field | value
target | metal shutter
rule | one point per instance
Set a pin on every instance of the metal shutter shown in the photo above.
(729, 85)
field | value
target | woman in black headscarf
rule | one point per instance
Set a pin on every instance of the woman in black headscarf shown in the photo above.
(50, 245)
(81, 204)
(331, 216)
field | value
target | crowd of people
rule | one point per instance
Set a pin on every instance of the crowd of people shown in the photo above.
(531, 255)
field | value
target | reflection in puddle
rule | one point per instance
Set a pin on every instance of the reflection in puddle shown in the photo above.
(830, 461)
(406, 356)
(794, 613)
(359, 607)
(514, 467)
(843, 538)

---

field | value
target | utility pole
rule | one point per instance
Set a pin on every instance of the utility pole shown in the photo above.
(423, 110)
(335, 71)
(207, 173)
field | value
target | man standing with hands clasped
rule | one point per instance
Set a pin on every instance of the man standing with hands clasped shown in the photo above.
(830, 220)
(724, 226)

==

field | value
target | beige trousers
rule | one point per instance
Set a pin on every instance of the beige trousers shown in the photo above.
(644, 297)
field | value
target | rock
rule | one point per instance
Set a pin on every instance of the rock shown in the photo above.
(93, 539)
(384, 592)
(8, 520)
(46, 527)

▶ REQUIREMENT:
Please pick out every line in the records above that contains the word "target", treating uppercase and lowercase as different.

▶ TASK SOLUTION:
target | metal shutter
target | woman in black headscarf
target | crowd of people
target | reflection in puddle
target | utility pole
target | man standing with hands clasped
target | beige trousers
target | rock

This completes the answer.